The movement of the user, interaction with audio-objects and things seen and heard by the user may be defined by predetermined parameters including an effective distance parameter and a reversibility parameter. An effective distance parameter may be a core parameter that defines the distance from which user interaction is considered for the current audio-object. A reversibility parameter may also be considered a core parameter, and may define the reversibility of the interaction response. The reversibility parameter may also be considered a modification adjustment parameter. Although particular modes of audio-object interaction are described herein for ease of explanation, brevity and simplicity, it should be understood that the methods described herein may be applied to other types of audio-object interactions.
The user may be virtually located in the free-viewpoint content space, or in other words, receive a rendering corresponding to a location in the free-viewpoint rendering. Audio-objects may be rendered to the user at this user location. The area around a selected listening point may be defined based on user input, based on use case or content specific settings, and/or based on particular implementations of the audio rendering. Additionally, the area may in some embodiments be defined at least partly based on an indirect user or system setting such as the overall output level of the system (for example, some sounds may not be heard when the sound pressure level at the output is reduced).

## SHORT TASK:
From the passage on audio-object interaction, return word for word the part that begins at the words "The movement of" and stops after "of audio-object interactions.".

## DATA SECTION:
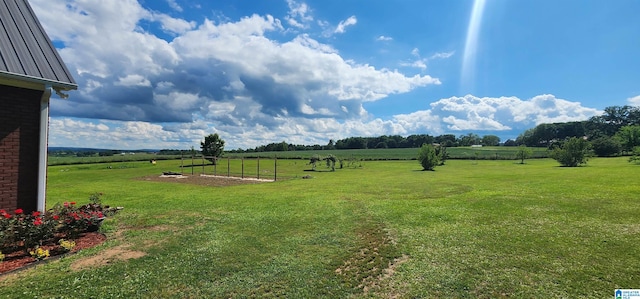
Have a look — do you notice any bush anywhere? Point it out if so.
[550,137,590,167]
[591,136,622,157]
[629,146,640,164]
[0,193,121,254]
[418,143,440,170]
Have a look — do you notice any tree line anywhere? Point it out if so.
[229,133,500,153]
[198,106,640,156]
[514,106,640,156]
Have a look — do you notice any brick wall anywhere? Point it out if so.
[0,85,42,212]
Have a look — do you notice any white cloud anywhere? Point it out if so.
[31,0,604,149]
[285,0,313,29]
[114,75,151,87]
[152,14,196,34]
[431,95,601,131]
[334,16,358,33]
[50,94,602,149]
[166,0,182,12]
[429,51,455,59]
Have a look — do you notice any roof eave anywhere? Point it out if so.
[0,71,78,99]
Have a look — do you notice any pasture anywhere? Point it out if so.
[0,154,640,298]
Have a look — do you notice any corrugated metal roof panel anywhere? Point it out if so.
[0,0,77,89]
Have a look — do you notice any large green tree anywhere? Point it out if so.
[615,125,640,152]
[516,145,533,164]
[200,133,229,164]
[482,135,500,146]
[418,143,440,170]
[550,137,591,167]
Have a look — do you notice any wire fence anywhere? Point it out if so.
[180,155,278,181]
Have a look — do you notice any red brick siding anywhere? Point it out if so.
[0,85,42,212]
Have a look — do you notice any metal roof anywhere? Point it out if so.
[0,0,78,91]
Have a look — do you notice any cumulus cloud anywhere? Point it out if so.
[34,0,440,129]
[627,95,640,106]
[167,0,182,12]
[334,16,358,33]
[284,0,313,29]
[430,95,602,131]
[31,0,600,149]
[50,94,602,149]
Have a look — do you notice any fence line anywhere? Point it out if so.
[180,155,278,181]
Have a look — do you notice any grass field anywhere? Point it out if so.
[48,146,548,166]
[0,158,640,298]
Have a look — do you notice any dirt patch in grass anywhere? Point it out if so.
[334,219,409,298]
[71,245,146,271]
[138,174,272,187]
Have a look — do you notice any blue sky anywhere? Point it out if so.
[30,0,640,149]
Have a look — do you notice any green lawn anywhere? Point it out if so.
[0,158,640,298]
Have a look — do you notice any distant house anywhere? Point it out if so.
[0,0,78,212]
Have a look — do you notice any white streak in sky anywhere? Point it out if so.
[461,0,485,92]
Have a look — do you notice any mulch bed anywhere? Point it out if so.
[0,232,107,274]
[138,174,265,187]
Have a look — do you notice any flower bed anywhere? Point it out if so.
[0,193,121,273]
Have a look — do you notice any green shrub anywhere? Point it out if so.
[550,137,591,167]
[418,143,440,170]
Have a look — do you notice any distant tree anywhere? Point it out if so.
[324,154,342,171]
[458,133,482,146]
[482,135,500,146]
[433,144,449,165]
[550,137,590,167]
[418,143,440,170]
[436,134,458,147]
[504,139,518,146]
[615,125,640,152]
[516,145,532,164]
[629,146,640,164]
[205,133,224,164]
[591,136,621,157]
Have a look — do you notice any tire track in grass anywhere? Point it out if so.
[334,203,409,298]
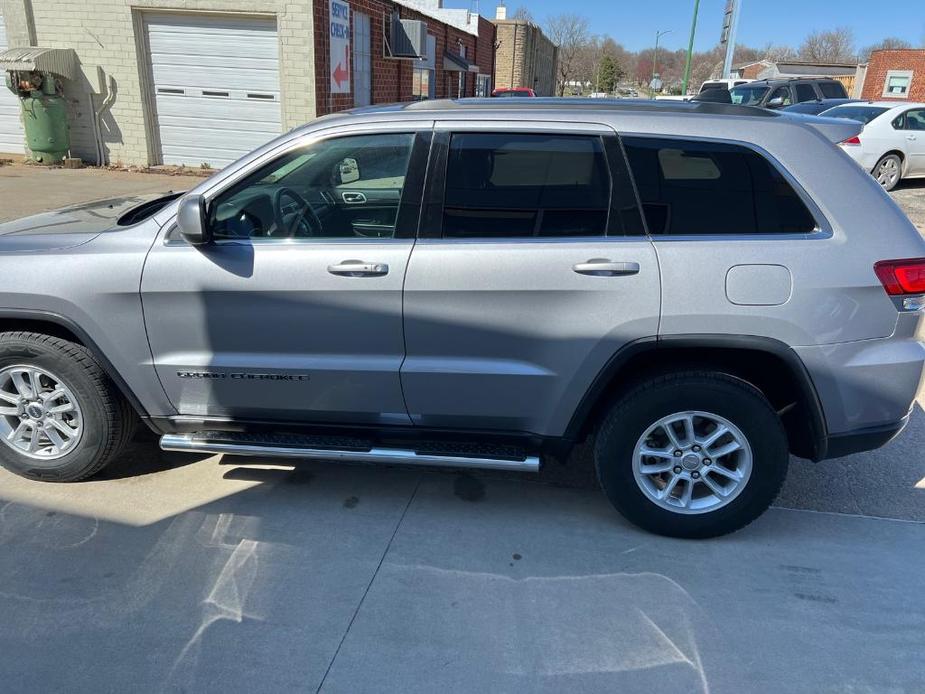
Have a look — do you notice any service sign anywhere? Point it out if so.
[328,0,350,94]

==

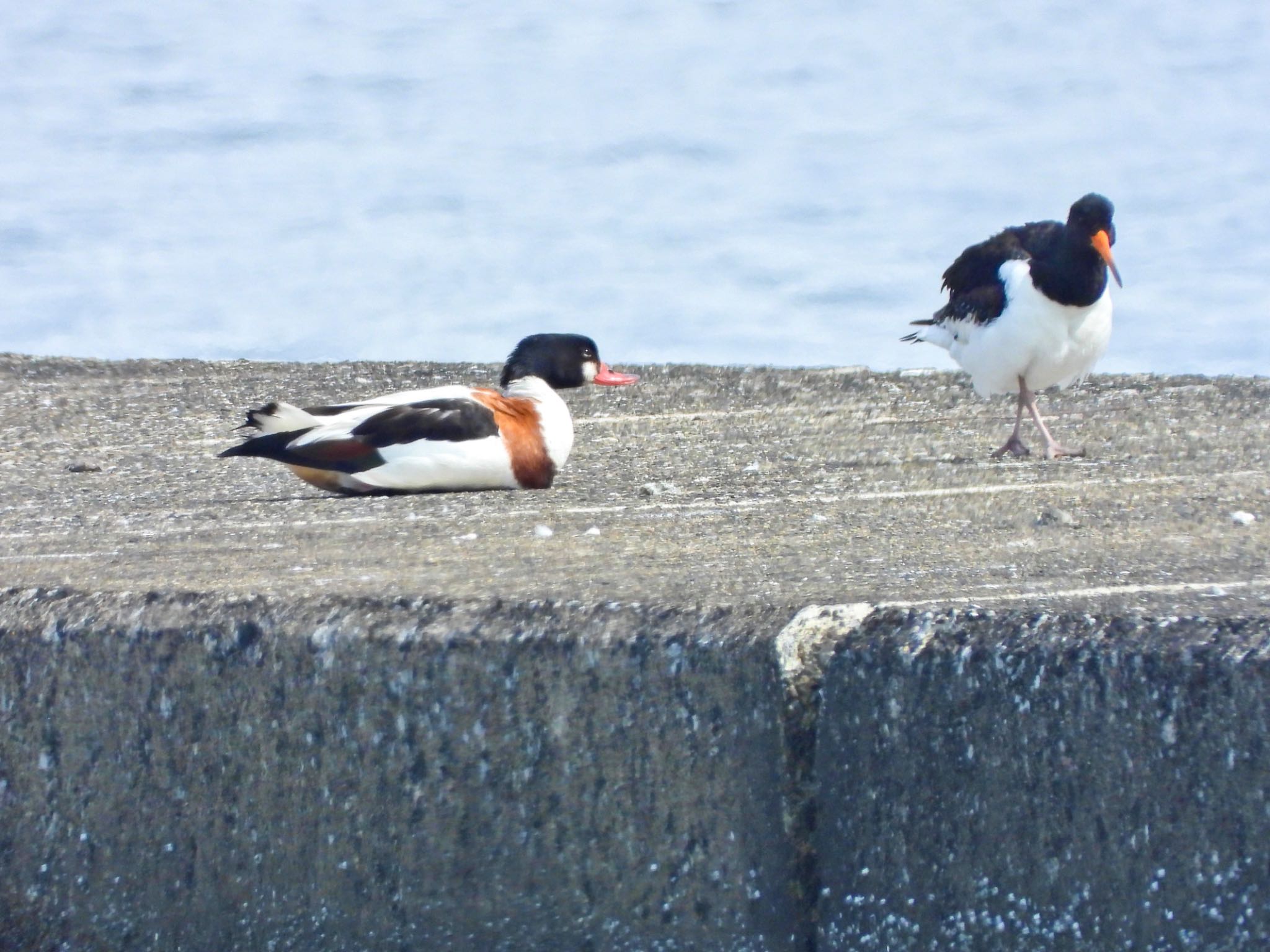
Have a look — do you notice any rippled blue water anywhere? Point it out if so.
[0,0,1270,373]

## FULL OUTPUT:
The movement of the user, interaction with audio-objects and things seen and heard by the user may be defined by predetermined parameters including an effective distance parameter and a reversibility parameter. An effective distance parameter may be a core parameter that defines the distance from which user interaction is considered for the current audio-object. A reversibility parameter may also be considered a core parameter, and may define the reversibility of the interaction response. The reversibility parameter may also be considered a modification adjustment parameter. Although particular modes of audio-object interaction are described herein for ease of explanation, brevity and simplicity, it should be understood that the methods described herein may be applied to other types of audio-object interactions.